WHAT YOU NEED TO DO
Shift every point coordinate in the answers by 64, then reproduce all the rows between the one holding "Pick-planner input: for every instance of the arched" and the one holding "point(575, 732)", inclusive, requests included.

--- START WORKING DATA ---

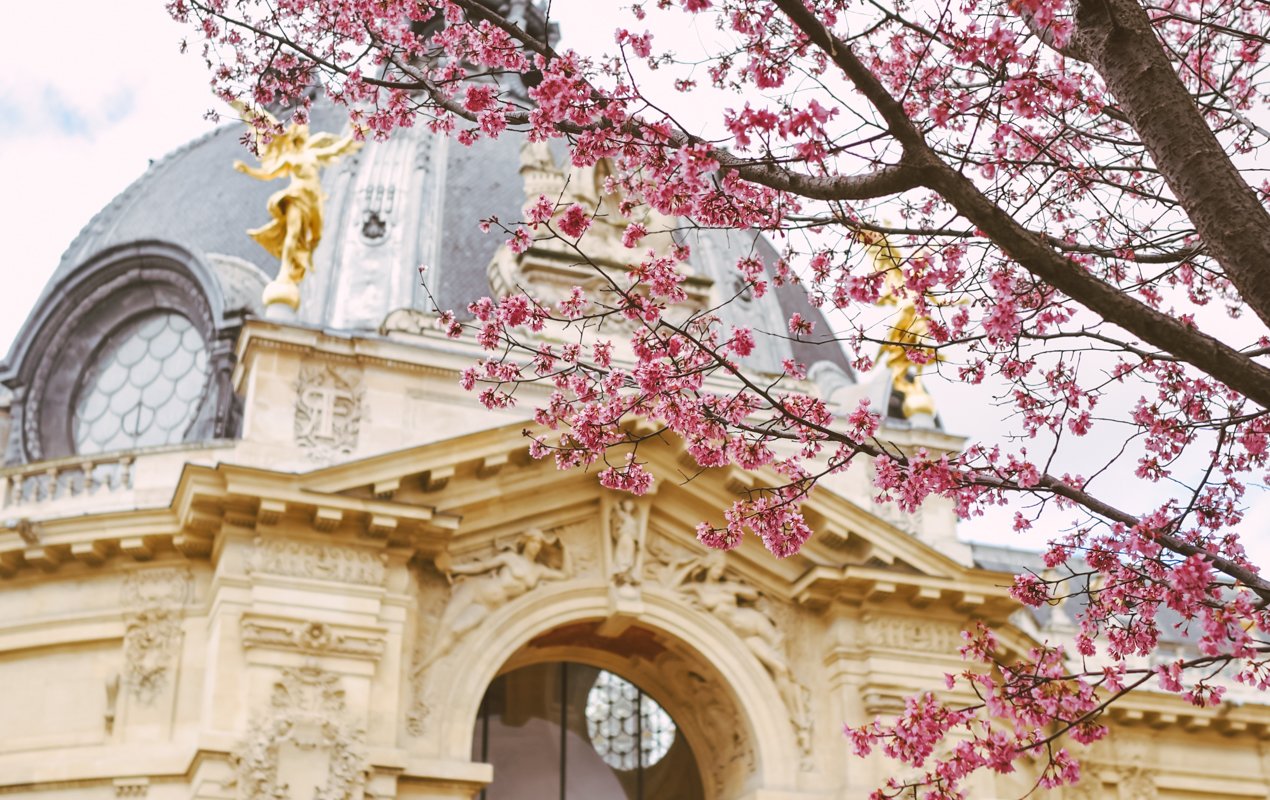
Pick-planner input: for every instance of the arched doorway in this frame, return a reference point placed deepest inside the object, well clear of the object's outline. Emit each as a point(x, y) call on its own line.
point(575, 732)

--- END WORKING DATA ---
--- START WORKING DATA ---

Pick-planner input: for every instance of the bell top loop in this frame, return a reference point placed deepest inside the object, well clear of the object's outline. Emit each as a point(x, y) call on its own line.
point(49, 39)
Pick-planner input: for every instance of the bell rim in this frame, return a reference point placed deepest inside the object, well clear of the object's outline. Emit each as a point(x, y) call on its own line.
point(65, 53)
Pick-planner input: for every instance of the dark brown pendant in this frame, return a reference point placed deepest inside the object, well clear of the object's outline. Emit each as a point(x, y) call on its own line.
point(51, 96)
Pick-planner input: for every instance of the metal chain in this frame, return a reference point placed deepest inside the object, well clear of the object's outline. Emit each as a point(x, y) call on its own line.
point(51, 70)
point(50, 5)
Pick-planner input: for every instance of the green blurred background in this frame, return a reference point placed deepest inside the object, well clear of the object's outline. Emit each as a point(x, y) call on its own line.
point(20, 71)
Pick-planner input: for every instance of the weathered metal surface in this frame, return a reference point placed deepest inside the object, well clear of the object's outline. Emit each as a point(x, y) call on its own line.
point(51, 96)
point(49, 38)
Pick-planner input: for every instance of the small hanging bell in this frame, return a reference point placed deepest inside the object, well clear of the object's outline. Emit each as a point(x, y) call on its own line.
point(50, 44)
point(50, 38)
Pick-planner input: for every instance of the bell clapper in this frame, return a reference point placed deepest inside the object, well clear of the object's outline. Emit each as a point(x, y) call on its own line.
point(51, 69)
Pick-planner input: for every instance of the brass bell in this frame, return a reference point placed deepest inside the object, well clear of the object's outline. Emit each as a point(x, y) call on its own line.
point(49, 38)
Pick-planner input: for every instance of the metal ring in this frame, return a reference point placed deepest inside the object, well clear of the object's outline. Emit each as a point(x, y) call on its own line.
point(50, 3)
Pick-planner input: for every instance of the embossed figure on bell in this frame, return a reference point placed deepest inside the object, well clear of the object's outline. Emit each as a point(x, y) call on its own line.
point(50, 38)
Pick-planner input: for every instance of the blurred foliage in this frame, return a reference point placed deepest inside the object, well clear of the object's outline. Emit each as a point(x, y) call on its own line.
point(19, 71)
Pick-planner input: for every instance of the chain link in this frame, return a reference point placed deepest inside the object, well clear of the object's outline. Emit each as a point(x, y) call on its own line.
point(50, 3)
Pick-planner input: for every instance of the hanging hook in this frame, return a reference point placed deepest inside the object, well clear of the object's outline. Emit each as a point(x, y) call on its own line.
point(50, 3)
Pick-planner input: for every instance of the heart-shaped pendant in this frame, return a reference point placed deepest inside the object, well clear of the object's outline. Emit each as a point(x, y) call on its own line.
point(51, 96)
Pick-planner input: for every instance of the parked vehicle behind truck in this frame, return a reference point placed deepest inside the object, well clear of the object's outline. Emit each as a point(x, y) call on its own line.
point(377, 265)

--- END WORKING DATA ---
--- START WORKING DATA ---

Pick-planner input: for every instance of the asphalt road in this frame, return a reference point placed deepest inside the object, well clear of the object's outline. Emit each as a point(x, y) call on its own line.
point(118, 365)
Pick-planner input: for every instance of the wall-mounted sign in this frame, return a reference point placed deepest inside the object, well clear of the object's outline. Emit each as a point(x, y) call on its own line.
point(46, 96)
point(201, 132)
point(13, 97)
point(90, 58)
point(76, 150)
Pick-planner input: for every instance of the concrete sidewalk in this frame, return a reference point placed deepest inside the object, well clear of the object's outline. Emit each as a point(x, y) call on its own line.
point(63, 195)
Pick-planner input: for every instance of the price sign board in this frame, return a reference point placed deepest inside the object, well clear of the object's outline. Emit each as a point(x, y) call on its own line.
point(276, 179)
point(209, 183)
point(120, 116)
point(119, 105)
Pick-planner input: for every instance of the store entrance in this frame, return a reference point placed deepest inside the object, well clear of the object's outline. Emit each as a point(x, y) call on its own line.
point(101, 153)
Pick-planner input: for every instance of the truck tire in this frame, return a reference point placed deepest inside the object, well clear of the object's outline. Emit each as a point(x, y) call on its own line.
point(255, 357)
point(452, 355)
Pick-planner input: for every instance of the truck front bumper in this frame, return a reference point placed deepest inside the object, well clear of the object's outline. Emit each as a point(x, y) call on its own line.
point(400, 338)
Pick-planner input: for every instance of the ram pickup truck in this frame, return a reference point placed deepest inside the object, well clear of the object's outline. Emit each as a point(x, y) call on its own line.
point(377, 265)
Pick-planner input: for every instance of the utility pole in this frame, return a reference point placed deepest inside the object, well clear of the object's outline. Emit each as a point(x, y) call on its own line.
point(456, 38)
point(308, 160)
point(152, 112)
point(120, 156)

--- END WORKING DATA ---

RESPONSE TO THE EXERCISE
Pick-planner input: for every instance of the arched doorway in this frame, return a reference point placed deepest inside the object, well clear of the object's outline. Emit each as a point(x, y) call on its own line.
point(639, 796)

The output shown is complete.